__Required task__
Retype the part of the chapter on Raisuli from "Raisuli, as his" to "new to Morocco." without changing anything.

__Selected text__
++++
CHAPTER IX RAISULI PROTECTED BY GREAT BRITAIN

Two years ago Tangier and the surrounding districts were governed by one Mulai Hamid ben Raisul, better known as Raisuli, a villainous blackguard who was finally deposed through the interference of the foreign legations. To-day this same Raisuli enjoys the interest on £15,000 (£5,000 having been given him in cash) and the protection ordinarily accorded to a British subject; and these favours are his because he deprived of liberty for seven months Kaid Sir Harry Maclean, a British subject in the employ of the Sultan Abdul Aziz. According to the terms of the ransom, which permit Raisuli, if he conducts himself in honourable fashion, to receive the sum invested for him at the end of three years, it is probable that the world will hear no more of him in his popular rôle; and, therefore, it might be interesting—also because of the light the story will throw on the ways of the Moorish Government and of diplomacy at Tangier—to sum up the exploits of this notorious brigand.

A RIFF TRIBESMAN.                     A MAGHZEN SOLDIER.

Raisuli, as his title Mulai implies, is a Shereef or descendant of the Prophet, and partly for that distinction, aside from personal power, he holds a certain influence over the K’mass and other tribes about Tangier. Being a shrewder villain than the others of his race who aspire to govern districts, he adopted early in his career other methods than that which is the custom—of purchasing positions from the Maghzen. The system of buying a governorship, to hold it only till some other Moor bought it over the head of the first and sent him to prison, did not appeal to Raisuli. The mountains of the Riff were impregnable against the feeble forces of the Sultan, and for a rifle and a little not-too-dangerous fighting all his tribesfolk could be got to serve him as their leader. So Raisuli started out for power—a thing the Moor loves—in a manner new to Morocco.
++++
__Data listing__
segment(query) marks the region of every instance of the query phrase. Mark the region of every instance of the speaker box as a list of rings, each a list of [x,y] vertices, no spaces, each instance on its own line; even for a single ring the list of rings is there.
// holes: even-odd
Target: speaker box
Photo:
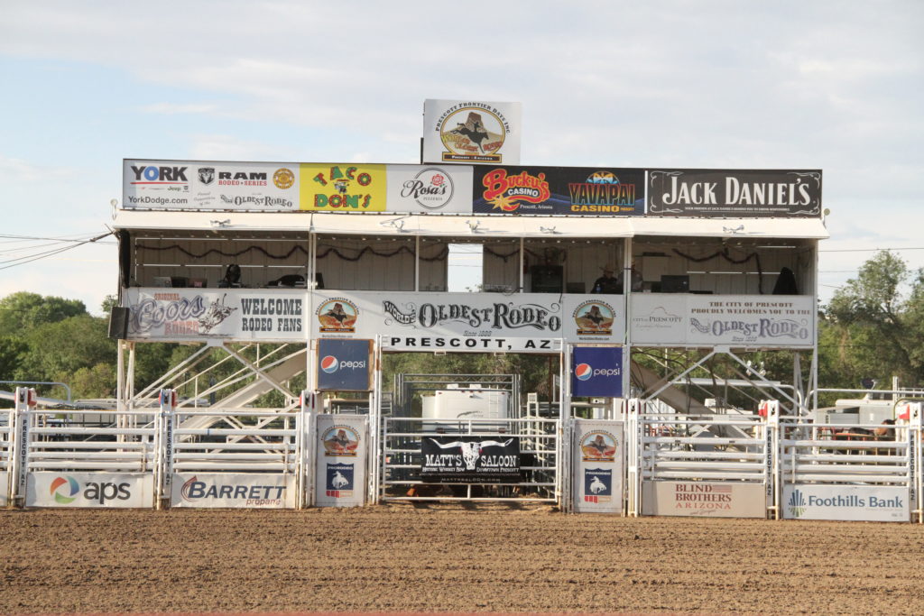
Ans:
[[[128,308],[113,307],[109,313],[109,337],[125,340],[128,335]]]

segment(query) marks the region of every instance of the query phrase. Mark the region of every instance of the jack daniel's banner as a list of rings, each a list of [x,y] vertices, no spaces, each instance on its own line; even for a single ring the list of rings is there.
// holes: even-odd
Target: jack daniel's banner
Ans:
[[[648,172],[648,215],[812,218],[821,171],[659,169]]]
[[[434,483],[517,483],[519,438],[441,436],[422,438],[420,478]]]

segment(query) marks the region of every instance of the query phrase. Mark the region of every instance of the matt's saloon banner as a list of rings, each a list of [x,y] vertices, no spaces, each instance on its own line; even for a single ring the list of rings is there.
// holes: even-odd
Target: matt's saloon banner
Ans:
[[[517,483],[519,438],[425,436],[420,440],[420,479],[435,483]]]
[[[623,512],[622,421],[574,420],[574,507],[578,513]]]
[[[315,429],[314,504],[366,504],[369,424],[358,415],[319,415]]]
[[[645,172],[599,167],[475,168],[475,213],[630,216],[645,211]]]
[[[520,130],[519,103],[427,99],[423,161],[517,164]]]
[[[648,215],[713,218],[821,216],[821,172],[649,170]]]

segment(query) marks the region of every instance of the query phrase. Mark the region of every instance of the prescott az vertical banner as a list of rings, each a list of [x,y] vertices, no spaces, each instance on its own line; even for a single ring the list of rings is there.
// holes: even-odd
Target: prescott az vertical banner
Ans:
++++
__Output below__
Raisuli, as his title Mulai implies, is a Shereef or descendant of the Prophet, and partly for that distinction, aside from personal power, he holds a certain influence over the K’mass and other tribes about Tangier. Being a shrewder villain than the others of his race who aspire to govern districts, he adopted early in his career other methods than that which is the custom—of purchasing positions from the Maghzen. The system of buying a governorship, to hold it only till some other Moor bought it over the head of the first and sent him to prison, did not appeal to Raisuli. The mountains of the Riff were impregnable against the feeble forces of the Sultan, and for a rifle and a little not-too-dangerous fighting all his tribesfolk could be got to serve him as their leader. So Raisuli started out for power—a thing the Moor loves—in a manner new to Morocco.